▸ Tareas del ejercicio
1. Extrae sin cambios del texto sobre la paternidad en la literatura el tramo que va desde "De ‘padre’ a" hasta "no tengo ...".
2. Continúa el texto sobre la paternidad en la literatura a partir del punto en que termina.

===== Pasaje extraído =====

De ‘padre’ a ‘papá’: cómo la literatura está mostrando los cambios en el modelo de paternidad
Mi sensación es que muchos progenitores se han desdibujado solos por omisión o por una falta de implicación en la crianza que, de no ser por la presencia materna, habría rayado en la negligencia
En una columna reciente titulada Una manera de curar el machismo, en la que se hacía eco del libro de memorias de Gloria Steinem, Mi vida en la carretera (Alpha Decay), Elvira Lindo escribía que la «proliferación de historias de madres ha desdibujado al padre, a esos padres que aun ejercitando torpemente su oficio fueron esenciales» en la futura independencia de sus hijas. «Cuántas veces el machismo se les cura con el deseo de que las hijas brillen», concluía la escritora.
Yo no tengo ...
En una columna reciente titulada Una manera de curar el machismo, en la que se hacía eco del libro de memorias de Gloria Steinem, Mi vida en la carretera (Alpha Decay), Elvira Lindo escribía que la «proliferación de historias de madres ha desdibujado al padre, a esos padres que aun ejercitando torpemente su oficio fueron esenciales» en la futura independencia de sus hijas. «Cuántas veces el machismo se les cura con el deseo de que las hijas brillen», concluía la escritora.

===== Conjunto de registros =====

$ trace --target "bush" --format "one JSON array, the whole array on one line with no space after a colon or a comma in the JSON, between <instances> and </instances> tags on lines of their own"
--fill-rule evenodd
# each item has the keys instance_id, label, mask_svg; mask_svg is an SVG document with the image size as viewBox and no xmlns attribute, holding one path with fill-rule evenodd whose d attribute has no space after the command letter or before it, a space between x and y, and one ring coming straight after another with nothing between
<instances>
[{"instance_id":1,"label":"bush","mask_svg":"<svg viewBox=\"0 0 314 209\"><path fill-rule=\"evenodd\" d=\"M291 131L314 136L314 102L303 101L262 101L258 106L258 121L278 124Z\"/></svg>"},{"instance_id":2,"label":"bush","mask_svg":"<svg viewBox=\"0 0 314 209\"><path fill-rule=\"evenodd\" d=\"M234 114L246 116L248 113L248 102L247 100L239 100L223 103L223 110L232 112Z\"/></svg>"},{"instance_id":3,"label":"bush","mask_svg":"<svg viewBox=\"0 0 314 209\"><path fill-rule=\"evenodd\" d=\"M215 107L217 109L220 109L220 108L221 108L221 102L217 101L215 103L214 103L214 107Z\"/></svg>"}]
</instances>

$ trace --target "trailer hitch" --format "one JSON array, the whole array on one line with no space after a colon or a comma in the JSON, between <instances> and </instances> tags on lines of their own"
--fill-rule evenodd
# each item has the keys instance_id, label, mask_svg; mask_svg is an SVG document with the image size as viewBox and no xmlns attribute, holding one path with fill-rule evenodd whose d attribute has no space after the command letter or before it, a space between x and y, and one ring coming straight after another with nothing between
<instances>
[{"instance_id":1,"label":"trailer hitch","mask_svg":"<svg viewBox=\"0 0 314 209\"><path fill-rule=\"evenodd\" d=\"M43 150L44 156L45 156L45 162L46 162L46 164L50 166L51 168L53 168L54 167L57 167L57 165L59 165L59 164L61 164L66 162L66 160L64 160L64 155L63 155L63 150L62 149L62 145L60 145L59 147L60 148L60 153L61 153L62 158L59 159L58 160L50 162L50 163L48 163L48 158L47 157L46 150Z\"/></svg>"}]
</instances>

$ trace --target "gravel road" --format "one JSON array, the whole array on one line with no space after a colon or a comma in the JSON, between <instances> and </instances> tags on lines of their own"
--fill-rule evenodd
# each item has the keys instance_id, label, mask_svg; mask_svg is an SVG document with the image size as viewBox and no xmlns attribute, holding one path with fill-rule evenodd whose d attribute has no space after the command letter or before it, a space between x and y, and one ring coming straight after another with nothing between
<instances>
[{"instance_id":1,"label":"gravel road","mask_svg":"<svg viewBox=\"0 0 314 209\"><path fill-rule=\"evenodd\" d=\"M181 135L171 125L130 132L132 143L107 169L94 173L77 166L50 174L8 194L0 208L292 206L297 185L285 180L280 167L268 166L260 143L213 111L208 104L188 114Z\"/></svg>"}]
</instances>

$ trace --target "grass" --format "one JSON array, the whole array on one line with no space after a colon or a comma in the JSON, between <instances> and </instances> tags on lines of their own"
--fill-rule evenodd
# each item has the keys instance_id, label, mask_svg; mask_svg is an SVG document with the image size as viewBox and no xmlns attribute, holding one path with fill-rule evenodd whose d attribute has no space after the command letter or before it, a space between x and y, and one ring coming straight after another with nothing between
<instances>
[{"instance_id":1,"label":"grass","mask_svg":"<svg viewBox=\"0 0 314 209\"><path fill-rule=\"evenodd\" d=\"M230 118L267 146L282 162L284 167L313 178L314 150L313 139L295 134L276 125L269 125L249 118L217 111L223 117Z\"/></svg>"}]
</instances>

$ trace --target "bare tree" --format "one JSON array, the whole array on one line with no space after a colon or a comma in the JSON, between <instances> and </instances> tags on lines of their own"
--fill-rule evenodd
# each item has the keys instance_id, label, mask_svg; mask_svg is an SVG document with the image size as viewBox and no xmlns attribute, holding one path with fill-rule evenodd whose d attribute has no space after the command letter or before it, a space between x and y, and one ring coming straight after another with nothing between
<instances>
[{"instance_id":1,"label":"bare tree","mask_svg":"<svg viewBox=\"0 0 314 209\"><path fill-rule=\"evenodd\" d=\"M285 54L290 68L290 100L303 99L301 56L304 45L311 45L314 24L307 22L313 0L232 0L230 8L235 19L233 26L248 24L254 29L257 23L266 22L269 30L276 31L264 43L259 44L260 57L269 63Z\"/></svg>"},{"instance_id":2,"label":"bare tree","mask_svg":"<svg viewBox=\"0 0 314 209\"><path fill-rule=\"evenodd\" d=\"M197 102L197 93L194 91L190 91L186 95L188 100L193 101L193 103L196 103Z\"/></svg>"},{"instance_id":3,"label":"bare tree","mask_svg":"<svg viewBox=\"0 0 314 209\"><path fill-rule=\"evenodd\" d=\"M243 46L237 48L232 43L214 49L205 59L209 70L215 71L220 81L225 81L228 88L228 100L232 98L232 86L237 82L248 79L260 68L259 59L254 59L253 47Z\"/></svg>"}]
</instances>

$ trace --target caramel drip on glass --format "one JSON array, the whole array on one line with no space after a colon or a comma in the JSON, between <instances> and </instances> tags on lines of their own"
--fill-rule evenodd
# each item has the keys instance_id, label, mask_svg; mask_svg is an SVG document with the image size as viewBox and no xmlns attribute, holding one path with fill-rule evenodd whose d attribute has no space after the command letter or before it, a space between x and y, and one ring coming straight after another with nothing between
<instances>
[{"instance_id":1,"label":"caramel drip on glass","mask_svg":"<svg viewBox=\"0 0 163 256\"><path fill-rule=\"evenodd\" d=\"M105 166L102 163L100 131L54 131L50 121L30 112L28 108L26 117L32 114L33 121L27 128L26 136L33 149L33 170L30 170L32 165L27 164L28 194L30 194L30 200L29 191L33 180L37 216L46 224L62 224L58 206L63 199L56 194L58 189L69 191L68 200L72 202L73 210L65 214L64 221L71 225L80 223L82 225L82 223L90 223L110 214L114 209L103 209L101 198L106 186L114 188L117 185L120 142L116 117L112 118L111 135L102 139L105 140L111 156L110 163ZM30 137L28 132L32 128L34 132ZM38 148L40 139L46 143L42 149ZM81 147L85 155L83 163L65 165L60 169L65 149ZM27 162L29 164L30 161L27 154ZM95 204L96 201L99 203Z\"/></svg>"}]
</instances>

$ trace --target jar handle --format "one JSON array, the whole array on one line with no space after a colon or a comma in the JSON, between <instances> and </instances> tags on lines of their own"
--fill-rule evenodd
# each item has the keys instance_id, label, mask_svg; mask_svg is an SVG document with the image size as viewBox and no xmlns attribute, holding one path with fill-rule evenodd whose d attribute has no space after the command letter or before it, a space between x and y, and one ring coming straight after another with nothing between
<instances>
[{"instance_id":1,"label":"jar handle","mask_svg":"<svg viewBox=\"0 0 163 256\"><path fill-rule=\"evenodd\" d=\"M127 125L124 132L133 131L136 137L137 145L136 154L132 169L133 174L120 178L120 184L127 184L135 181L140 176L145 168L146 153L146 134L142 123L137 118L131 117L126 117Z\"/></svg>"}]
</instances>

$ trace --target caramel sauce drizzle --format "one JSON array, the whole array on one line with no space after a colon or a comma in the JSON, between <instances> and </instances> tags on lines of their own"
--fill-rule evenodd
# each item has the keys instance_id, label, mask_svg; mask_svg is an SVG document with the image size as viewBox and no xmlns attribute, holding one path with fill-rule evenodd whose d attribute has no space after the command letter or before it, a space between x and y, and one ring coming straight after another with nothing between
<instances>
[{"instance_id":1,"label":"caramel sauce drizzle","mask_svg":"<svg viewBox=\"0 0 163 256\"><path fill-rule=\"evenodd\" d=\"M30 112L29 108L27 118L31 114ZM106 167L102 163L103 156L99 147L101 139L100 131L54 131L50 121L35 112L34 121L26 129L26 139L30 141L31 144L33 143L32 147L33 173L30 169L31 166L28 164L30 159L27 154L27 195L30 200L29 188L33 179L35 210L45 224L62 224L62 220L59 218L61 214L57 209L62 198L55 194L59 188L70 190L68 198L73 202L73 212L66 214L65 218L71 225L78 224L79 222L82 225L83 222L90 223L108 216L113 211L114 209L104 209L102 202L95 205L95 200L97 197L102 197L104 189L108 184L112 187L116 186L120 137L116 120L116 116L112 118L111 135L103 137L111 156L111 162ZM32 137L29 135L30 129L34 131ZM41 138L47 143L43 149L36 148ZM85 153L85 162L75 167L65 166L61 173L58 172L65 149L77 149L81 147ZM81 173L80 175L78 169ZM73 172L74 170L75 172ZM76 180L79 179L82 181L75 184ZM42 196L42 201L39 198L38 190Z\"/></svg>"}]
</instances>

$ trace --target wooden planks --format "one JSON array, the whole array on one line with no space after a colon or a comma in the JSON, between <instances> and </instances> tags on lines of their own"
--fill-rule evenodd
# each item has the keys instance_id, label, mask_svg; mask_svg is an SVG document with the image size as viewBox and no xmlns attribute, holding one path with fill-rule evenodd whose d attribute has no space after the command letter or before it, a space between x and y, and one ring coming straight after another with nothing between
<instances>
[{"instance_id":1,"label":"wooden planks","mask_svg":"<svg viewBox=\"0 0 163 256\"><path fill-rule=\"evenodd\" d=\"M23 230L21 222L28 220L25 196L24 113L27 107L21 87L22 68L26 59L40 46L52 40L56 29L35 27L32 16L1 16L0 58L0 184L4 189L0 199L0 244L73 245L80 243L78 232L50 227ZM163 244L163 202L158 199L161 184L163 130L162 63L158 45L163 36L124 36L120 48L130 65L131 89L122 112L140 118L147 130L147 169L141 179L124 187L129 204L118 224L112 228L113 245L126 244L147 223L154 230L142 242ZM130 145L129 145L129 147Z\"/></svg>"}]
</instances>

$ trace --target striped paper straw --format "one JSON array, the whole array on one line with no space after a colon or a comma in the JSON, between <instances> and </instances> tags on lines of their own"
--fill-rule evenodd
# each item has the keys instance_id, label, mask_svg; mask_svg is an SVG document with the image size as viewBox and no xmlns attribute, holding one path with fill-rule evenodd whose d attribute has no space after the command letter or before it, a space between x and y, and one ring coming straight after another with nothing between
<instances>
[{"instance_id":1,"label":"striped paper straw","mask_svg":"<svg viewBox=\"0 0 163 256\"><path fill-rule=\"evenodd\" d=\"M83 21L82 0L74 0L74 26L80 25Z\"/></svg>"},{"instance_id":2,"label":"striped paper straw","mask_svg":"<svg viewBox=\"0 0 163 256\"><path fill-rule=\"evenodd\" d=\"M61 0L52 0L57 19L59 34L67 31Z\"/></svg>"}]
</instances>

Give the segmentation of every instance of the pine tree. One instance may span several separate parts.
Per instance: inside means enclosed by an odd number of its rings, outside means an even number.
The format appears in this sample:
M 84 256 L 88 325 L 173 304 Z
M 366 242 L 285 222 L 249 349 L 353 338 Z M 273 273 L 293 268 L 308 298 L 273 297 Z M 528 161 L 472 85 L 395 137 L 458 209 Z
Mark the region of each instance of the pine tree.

=====

▸ Respuestas finales
1.
De ‘padre’ a ‘papá’: cómo la literatura está mostrando los cambios en el modelo de paternidad
Mi sensación es que muchos progenitores se han desdibujado solos por omisión o por una falta de implicación en la crianza que, de no ser por la presencia materna, habría rayado en la negligencia
En una columna reciente titulada Una manera de curar el machismo, en la que se hacía eco del libro de memorias de Gloria Steinem, Mi vida en la carretera (Alpha Decay), Elvira Lindo escribía que la «proliferación de historias de madres ha desdibujado al padre, a esos padres que aun ejercitando torpemente su oficio fueron esenciales» en la futura independencia de sus hijas. «Cuántas veces el machismo se les cura con el deseo de que las hijas brillen», concluía la escritora.
Yo no tengo ...

2.
Yo no tengo claro que el machismo lo curen las hijas, la ambición de que estas brillen -si fuese tan fácil, hace tiempo que el lastre del machismo habría desaparecido-. Tampoco que las historias de madres hayan desdibujado al padre. Mi sensación es que muchos padres se han desdibujado solos por omisión, por ausencia, por una falta de implicación en la crianza y el cuidado de sus hijos e hijas que, de no ser por la presencia materna, habría rayado en la negligencia. Pienso, por ejemplo, en el contraste entre las figuras maternas y paternas que sobrevuela toda la crónica personal que el periodista y escritor Jorge Fernández Díaz narra en esa preciosidad titulada Mamá (Alfaguara). Pienso también que cuando un padre está presente y tiene una actitud amorosa en la crianza y en la educación de sus hijos no hay historia de madre que lo desdibuje. A la imprescindible lectura de El olvido que seremos (Alfaguara) de Héctor Abad Faciolince me remito: «si hay algo de felicidad en mi vida, si tengo alguna madurez, si casi siempre me comporto de una manera decente y más o menos normal, si no soy un antisocial y he soportado atentados y penas y todavía sigo siendo pacifista, creo que fue simplemente porque mi papá me quiso tal como era, un atado amorfo de sentimientos buenos y malos, y me mostró el camino para sacar de esa mala índole humana que quizá todos compartimos, la mejor parte».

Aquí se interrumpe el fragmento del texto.